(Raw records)
* * *

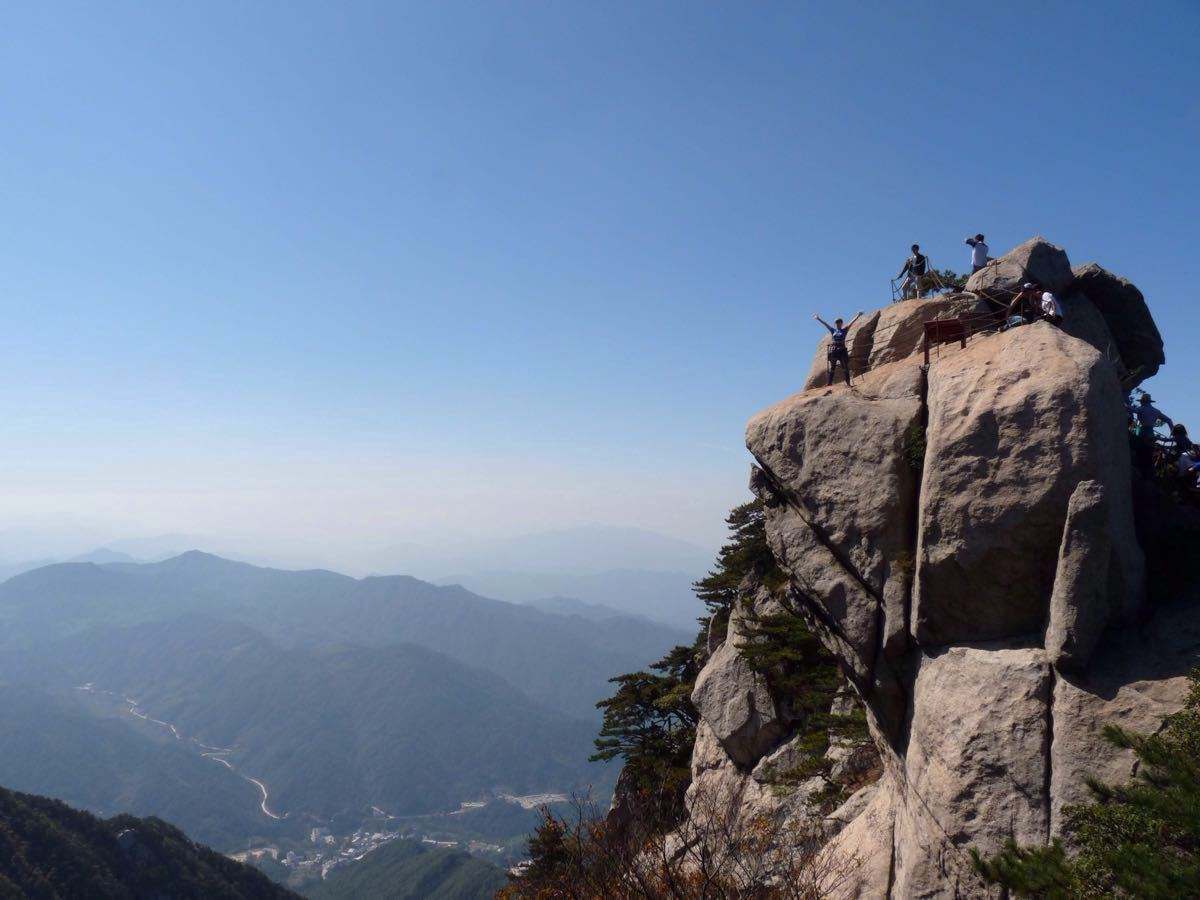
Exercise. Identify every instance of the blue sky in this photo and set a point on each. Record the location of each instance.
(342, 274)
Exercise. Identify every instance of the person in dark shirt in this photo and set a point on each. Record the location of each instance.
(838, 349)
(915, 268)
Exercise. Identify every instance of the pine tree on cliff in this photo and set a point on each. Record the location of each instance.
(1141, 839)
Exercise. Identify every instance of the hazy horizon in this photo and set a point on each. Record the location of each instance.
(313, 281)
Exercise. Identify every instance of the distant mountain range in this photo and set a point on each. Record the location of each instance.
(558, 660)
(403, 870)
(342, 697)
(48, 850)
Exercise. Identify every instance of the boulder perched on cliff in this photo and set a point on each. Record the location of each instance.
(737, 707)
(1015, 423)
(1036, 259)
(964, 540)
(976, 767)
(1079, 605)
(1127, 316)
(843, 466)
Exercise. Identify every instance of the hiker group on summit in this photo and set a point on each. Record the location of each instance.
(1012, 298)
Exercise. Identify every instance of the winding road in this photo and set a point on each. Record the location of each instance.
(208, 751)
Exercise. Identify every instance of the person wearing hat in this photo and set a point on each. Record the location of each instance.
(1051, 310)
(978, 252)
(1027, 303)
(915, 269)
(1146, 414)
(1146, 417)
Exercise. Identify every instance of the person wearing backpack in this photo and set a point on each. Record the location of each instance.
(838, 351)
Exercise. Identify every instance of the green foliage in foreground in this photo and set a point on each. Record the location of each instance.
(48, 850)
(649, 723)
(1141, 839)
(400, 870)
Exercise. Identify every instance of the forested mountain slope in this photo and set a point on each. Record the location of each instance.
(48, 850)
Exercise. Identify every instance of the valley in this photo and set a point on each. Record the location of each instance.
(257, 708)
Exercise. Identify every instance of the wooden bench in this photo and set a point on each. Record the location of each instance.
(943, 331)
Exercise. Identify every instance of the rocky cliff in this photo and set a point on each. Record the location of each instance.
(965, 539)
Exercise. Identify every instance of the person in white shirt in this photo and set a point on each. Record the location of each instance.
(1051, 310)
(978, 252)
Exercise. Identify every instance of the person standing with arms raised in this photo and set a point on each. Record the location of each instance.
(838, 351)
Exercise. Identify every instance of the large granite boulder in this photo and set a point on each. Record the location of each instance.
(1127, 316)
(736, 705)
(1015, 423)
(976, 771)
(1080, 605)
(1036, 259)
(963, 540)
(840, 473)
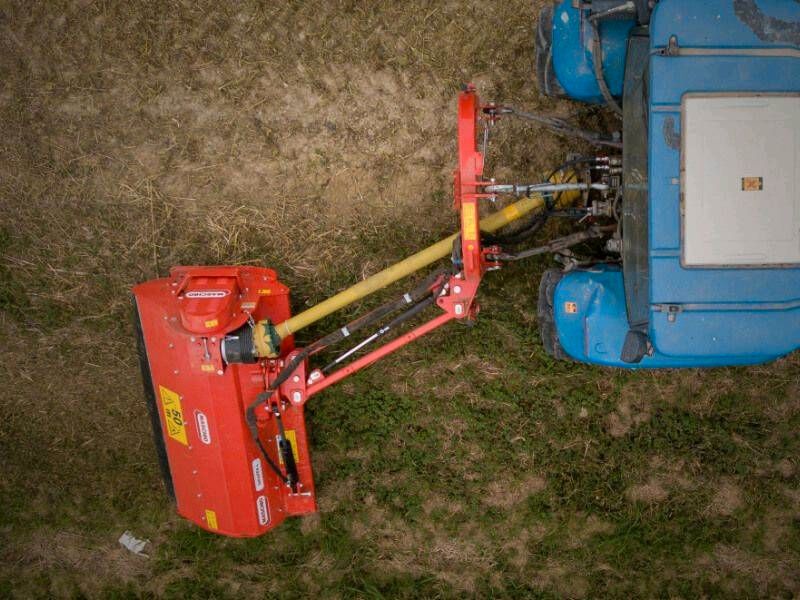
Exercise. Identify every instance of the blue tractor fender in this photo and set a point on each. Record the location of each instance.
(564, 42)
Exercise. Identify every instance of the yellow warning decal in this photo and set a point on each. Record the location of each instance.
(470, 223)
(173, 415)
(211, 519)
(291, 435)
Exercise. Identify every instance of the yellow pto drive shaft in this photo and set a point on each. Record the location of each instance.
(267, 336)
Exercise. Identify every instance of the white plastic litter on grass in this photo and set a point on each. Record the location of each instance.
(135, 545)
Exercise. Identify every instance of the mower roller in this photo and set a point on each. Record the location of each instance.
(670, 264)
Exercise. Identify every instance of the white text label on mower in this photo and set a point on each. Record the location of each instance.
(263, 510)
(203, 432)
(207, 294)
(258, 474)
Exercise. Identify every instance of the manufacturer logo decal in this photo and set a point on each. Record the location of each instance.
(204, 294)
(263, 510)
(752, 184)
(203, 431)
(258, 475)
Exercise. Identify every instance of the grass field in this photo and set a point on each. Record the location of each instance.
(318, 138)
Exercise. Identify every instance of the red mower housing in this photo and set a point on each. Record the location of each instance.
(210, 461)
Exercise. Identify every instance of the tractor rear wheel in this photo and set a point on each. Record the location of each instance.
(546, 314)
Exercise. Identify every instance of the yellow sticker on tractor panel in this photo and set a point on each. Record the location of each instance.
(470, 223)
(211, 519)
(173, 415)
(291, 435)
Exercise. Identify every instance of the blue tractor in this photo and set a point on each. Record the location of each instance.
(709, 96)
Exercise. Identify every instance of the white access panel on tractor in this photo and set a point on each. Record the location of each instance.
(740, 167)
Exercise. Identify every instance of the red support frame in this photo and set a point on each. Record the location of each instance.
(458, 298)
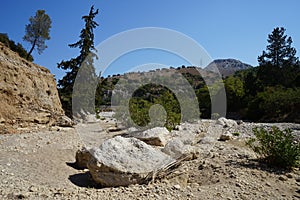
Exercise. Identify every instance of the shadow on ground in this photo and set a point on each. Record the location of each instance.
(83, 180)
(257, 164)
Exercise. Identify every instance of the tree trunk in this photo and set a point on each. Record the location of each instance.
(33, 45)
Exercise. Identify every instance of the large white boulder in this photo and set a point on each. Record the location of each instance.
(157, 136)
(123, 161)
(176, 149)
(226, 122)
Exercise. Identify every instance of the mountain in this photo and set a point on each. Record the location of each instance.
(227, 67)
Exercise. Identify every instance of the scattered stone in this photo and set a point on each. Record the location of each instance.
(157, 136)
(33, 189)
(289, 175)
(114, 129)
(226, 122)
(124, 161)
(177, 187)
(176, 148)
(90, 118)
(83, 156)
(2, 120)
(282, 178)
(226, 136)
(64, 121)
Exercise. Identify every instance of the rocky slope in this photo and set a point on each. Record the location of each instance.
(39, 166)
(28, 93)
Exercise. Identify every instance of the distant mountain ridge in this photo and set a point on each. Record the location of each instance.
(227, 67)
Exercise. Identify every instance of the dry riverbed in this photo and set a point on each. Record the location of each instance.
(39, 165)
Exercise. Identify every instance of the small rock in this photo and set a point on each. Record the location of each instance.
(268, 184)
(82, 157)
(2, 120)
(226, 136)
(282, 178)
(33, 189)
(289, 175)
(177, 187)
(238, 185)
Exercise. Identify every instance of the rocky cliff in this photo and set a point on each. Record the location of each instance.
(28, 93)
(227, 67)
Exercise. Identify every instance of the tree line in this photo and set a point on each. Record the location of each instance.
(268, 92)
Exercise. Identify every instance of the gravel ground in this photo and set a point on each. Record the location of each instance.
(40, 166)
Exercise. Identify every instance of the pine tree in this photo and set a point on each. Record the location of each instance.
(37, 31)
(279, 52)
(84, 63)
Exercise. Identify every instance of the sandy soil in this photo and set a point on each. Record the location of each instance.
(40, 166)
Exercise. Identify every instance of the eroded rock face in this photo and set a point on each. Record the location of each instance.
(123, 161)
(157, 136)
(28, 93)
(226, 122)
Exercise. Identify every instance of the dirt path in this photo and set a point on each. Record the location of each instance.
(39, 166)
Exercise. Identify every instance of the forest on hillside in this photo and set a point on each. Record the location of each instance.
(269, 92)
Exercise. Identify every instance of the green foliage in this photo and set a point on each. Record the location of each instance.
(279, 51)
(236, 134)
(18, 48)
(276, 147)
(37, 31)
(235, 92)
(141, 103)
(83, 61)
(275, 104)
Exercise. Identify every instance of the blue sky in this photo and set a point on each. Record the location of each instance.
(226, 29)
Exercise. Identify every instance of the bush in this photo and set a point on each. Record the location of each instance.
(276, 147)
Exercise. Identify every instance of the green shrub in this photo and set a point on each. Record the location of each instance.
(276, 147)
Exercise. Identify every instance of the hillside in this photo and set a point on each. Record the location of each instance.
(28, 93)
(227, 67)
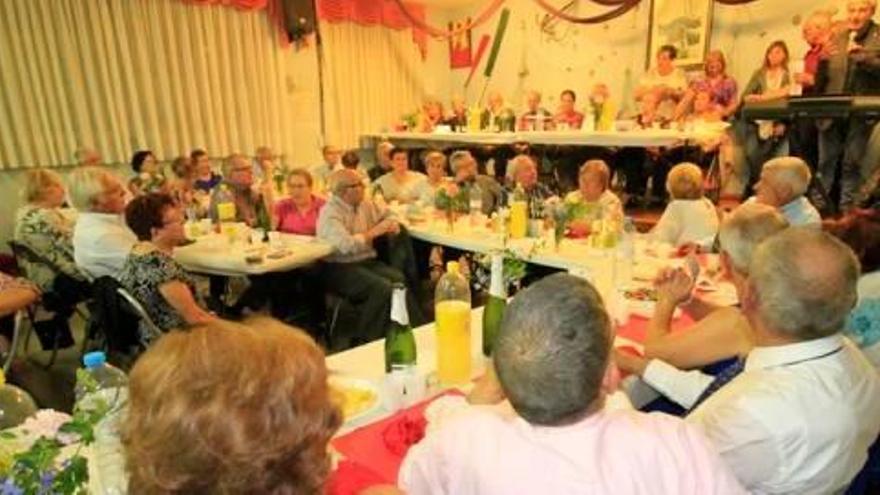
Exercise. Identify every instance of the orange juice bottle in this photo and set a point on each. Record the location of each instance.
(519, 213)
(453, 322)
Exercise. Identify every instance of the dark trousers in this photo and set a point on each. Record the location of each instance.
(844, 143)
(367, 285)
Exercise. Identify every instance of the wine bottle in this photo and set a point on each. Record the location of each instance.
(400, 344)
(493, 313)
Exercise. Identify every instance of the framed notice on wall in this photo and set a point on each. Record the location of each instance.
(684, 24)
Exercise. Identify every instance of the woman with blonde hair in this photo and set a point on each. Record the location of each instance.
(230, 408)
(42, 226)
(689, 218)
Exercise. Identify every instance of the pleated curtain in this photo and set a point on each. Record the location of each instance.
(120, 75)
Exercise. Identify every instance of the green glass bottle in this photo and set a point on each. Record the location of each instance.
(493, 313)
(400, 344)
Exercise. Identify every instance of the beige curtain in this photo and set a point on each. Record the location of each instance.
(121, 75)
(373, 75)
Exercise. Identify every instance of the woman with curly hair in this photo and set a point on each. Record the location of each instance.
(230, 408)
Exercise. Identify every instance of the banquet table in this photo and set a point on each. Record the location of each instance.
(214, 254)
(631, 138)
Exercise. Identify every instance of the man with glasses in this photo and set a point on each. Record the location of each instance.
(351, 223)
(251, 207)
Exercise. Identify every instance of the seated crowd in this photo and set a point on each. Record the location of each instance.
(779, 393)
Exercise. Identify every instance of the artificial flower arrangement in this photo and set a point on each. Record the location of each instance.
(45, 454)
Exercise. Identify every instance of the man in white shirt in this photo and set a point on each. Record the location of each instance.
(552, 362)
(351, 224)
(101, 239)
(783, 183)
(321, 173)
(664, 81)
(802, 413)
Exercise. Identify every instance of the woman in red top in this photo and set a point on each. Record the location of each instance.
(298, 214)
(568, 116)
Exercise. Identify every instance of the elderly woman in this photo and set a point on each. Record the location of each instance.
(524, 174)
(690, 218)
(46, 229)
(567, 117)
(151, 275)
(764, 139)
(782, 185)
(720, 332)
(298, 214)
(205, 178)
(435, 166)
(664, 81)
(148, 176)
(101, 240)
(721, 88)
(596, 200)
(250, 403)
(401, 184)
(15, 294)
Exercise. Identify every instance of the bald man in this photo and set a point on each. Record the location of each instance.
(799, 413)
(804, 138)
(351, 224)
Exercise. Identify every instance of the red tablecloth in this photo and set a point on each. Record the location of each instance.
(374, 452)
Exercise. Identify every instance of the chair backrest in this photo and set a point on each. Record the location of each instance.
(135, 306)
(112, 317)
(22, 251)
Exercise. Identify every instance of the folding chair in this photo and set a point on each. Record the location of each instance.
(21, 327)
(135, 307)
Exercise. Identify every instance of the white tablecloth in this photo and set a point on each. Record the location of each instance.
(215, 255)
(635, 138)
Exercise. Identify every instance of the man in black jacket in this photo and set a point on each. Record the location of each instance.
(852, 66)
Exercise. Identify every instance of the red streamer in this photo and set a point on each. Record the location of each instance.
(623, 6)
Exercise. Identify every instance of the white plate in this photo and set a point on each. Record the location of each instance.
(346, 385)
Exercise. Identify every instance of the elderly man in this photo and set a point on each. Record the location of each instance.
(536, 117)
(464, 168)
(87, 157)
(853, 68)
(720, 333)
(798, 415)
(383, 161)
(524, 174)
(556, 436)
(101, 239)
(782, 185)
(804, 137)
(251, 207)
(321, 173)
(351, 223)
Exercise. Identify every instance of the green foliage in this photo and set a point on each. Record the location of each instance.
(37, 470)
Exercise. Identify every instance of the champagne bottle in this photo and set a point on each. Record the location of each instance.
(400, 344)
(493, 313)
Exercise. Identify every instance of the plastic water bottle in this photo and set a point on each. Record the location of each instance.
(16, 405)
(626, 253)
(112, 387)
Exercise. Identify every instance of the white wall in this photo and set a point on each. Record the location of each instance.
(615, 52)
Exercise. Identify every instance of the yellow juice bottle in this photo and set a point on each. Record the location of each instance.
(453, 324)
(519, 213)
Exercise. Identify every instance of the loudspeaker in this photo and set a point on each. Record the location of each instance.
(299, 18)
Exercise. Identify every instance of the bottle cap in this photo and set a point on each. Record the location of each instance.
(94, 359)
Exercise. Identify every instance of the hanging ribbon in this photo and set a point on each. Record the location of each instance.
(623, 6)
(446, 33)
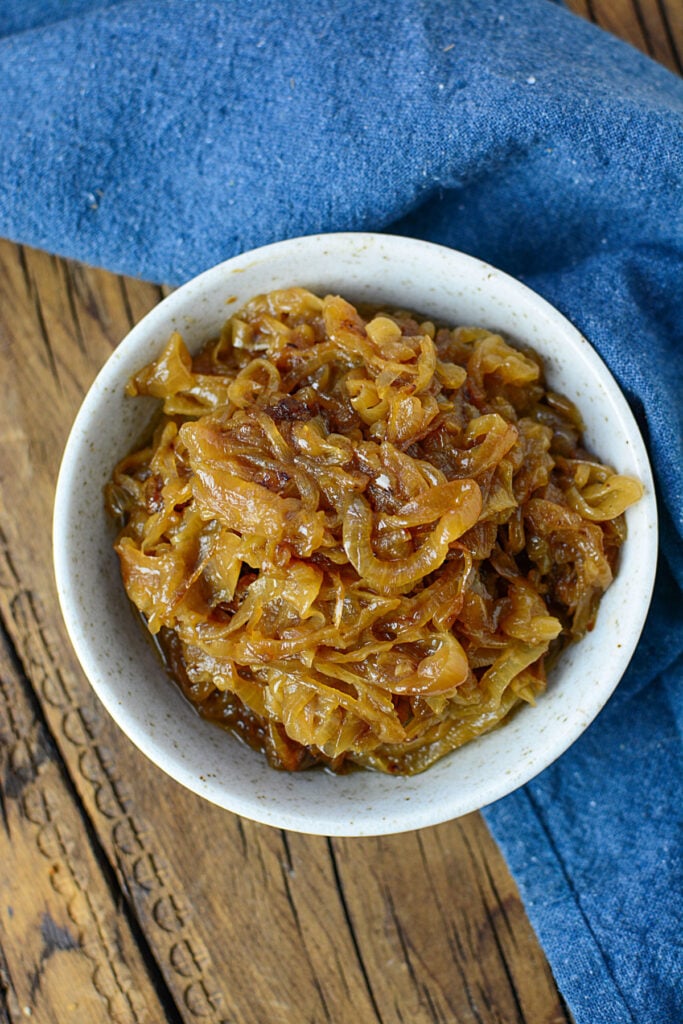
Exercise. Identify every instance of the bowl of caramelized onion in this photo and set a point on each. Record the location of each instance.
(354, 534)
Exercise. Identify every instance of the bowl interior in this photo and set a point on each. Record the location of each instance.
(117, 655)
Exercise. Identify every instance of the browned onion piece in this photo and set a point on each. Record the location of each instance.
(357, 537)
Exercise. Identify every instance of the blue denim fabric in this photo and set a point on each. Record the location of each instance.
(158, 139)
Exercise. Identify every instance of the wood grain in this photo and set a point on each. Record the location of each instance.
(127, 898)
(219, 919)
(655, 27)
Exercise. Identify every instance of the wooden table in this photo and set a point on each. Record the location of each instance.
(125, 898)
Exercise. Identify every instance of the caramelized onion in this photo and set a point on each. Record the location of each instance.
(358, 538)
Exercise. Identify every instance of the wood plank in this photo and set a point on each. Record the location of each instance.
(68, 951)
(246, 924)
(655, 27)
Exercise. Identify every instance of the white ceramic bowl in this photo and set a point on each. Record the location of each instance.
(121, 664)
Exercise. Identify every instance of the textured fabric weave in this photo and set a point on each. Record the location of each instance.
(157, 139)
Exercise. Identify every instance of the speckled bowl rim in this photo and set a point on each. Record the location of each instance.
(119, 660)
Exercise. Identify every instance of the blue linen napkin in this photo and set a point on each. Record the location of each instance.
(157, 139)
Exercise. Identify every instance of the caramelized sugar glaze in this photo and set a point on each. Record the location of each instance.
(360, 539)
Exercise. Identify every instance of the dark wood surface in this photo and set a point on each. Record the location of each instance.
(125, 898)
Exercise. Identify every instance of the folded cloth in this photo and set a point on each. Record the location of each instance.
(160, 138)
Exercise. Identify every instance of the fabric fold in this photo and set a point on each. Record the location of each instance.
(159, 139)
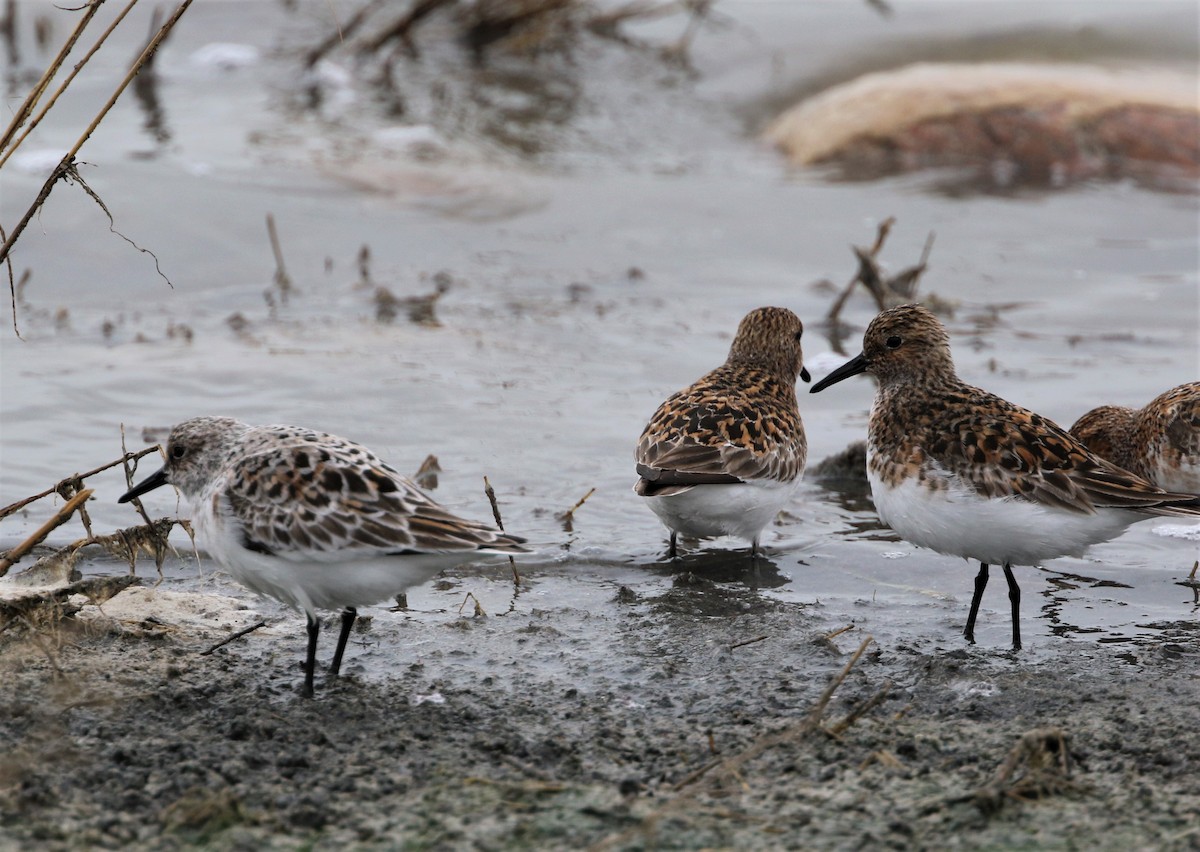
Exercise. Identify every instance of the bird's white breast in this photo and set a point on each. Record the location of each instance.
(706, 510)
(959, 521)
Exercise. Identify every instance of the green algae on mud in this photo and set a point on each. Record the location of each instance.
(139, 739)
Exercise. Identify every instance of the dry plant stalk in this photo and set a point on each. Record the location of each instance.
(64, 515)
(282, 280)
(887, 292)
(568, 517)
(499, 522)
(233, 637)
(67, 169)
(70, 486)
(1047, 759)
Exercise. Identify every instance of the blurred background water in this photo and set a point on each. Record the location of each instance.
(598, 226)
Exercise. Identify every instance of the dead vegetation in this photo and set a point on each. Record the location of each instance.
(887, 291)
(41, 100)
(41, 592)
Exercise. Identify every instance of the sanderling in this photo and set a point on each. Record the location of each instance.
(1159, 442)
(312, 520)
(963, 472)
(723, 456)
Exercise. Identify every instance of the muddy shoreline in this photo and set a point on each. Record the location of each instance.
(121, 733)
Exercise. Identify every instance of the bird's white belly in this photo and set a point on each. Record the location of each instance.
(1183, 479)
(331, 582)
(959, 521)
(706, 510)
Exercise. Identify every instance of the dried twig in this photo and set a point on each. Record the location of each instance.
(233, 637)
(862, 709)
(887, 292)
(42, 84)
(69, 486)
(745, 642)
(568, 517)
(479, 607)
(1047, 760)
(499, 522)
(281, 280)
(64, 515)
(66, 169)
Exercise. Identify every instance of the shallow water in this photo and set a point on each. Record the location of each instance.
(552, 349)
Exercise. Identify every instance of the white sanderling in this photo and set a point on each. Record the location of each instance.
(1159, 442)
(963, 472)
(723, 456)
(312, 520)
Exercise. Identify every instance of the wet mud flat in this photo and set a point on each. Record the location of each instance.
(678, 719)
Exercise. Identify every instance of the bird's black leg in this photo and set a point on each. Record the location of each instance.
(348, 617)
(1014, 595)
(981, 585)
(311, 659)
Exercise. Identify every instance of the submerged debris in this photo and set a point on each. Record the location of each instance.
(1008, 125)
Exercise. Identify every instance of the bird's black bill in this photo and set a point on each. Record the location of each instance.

* * *

Make an exact copy of every line from the one with "Exercise. Identify every instance of the dead" to the end of the data, with the first and last of those lines included.

Exercise. Identify every instance of the dead vegetation in this photo and set a point on each. Record the location of each instance.
(887, 291)
(41, 100)
(41, 592)
Exercise. Identify every instance of the sanderling in this photo and set a point on each. Record the location of each instance.
(1159, 442)
(312, 520)
(963, 472)
(723, 456)
Exercise. Identify every instance of the muddy shoreline in this photo and set a point on each. Record the location of each instance.
(121, 733)
Exercise. Identify every instance of the bird's white belly in this photo and set a point on each. Record the location of each instance.
(1183, 479)
(331, 582)
(959, 521)
(706, 510)
Exercise. Identify every instance of the dried twig in this photo and set a point on each. Record the location of each instance.
(233, 637)
(862, 709)
(887, 292)
(42, 84)
(69, 486)
(745, 642)
(568, 517)
(479, 607)
(1047, 760)
(499, 522)
(281, 280)
(64, 515)
(66, 169)
Exercise. Identify every instance of the shallow water in this photo and set a point on each. Record the location of each instance.
(552, 349)
Exercise. Identify every instance of the white sanderling in this photo and set a point on each. Record the location of each instance.
(1159, 442)
(963, 472)
(723, 456)
(312, 520)
Exercise. Identify every instance of the wet mud flat in this photo and set a point on each. Record the location of each instance.
(678, 719)
Exercise. Identify every instance of the bird's black leg in this photo and set a point on each. Record the location of each instance.
(348, 617)
(1014, 595)
(981, 585)
(311, 659)
Exercise. Identify every instance of the submerged debris in this photo and set a point on each. Record the location of each instance.
(1008, 125)
Exercise. Identify every instance of the bird's black bill in this photo and set a point on each. Record the location of each instance.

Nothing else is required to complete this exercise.